* _Task to carry out_: Condense the paragraph of the court opinion below that begins "The general rule of respondeat superior follows" into a short list, keeping its main points.

The facts of this case are fully stated in the opinion rendered by the Court of Appeals at 148 Ga. App. 332 (250 SE2d 876) (1978)
but in brief follow: The case arises out of an alleged collision between one Underhill and the plaintiff, Barnes. Underhill was a car salesman working for Allen Kane's Major Dodge, Inc. (hereinafter, Allen Kane) and, at the time of the collision, he was driving a used car owned by Allen Kane which he was permitted to use as personal transportation. Plaintiff sued Underhill in negligence and joined Allen Kane on two theories -- respondeat superior and negligent entrustment. The trial court granted Allen Kane's motion for summary judgment on the theory of respondeat superior but denied summary judgment on negligent entrustment. Appeal to the Court of Appeals brought about a reversal of the trial court's grant of summary judgment on respondeat superior and an affirmance of the trial court's denial of summary judgment on negligent entrustment. We granted certiorari on division one of the opinion of the Court of Appeals to examine the law of respondeat superior in this area. Having done so, we reverse the decision of the Court of Appeals in division one.
The general rule of respondeat superior follows: When a servant causes an injury to another, the test to determine if the master is liable is whether or not the servant was at the time of the injury acting within the scope of his employment and on the business of the master. Nichols v. G. L. Hight Motor Co., 65 Ga. App. 397 (15 SE2d 805) (1941)
; West Point Pepperell v. Knowles, 132 Ga. App. 253 (208 SE2d 17) (1974)
. "Where a vehicle is involved in a collision, and it is shown that the automobile is owned by a person, and that the operator of the vehicle is in the employment of that person, a presumption arises that the employee was in the scope of his employment at the time of the collision, and the burden is then on the defendant employer to show otherwise." West Point Pepperell v. Knowles, supra, at 255. See also, Dawson Motor Co. v. Petty, 53 Ga. App. 746 (186 SE 877) (1936)
. This must be done by clear, positive and uncontradicted evidence. Massey v. Henderson, 138 Ga. App. 565 (226 SE2d 750) (1976)
, affd. 238 Ga. 217 (232 SE2d 53) (1977)
At the time of the summary judgment hearing, the trial court had the uncontradicted affidavit of Underhill that at the time of the collision (late at night) he was engaged in a purely personal mission -- i. e. barhopping -- and was not attempting to further Allen Kane's business in any manner. The question then is, is that sufficient for the grant of summary judgment in favor of Allen Kane?

* _Records provided_:
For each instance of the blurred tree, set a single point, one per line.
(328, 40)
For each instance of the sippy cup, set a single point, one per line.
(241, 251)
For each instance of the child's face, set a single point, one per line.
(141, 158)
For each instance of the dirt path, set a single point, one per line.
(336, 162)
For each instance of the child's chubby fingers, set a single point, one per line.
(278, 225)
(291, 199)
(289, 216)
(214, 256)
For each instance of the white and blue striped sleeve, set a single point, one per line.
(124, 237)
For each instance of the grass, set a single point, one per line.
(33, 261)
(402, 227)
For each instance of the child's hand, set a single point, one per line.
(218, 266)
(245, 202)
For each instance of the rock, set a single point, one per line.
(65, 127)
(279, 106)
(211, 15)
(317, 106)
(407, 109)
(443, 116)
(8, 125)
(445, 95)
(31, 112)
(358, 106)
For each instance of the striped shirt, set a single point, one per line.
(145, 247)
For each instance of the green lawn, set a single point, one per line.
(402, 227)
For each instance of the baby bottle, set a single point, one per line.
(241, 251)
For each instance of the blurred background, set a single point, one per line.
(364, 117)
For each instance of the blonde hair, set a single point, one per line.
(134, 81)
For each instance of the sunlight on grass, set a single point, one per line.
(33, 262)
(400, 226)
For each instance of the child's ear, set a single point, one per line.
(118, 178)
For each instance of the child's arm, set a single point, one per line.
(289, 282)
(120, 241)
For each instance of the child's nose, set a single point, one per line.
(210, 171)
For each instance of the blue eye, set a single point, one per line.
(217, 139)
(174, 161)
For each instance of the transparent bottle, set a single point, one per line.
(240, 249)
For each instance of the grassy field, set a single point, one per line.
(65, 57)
* * *
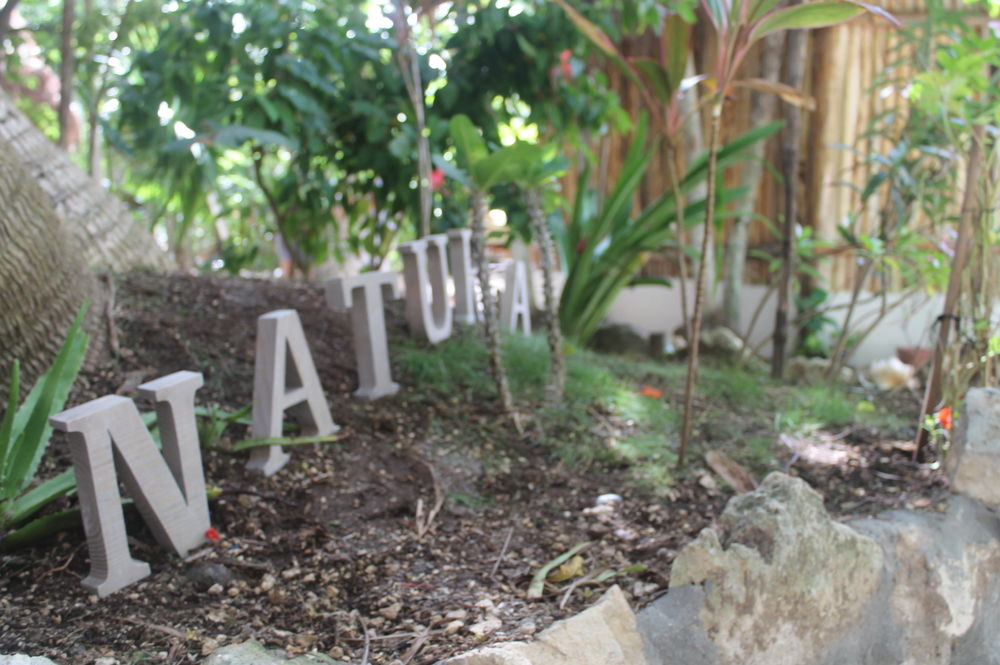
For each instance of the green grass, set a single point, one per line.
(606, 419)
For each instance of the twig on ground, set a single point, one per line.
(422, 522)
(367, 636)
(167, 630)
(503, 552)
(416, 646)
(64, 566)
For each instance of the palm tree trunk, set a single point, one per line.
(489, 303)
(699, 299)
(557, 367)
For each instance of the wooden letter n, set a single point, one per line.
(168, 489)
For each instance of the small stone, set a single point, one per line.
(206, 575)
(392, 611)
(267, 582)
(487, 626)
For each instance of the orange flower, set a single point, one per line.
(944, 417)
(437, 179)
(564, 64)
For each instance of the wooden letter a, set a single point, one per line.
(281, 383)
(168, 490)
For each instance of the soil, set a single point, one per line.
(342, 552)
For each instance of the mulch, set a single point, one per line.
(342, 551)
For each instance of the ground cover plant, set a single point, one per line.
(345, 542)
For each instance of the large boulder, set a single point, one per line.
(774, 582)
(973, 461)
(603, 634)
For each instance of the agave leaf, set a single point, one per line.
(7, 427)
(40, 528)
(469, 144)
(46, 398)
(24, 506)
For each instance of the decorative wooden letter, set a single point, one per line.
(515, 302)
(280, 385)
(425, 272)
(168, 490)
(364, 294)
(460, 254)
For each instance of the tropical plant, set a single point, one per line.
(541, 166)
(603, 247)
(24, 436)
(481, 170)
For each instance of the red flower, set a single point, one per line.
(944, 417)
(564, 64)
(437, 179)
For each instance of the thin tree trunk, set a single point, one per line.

* _Solved problem_:
- A master is liable for an injury a servant causes to another if, at the time, the servant was acting within the scope of employment and on the master's business.
- If a vehicle in a collision is owned by a person and driven by that person's employee, the employee is presumed to have been acting within the scope of employment.
- The employer then bears the burden of showing otherwise.
- That showing must be made by clear, positive and uncontradicted evidence.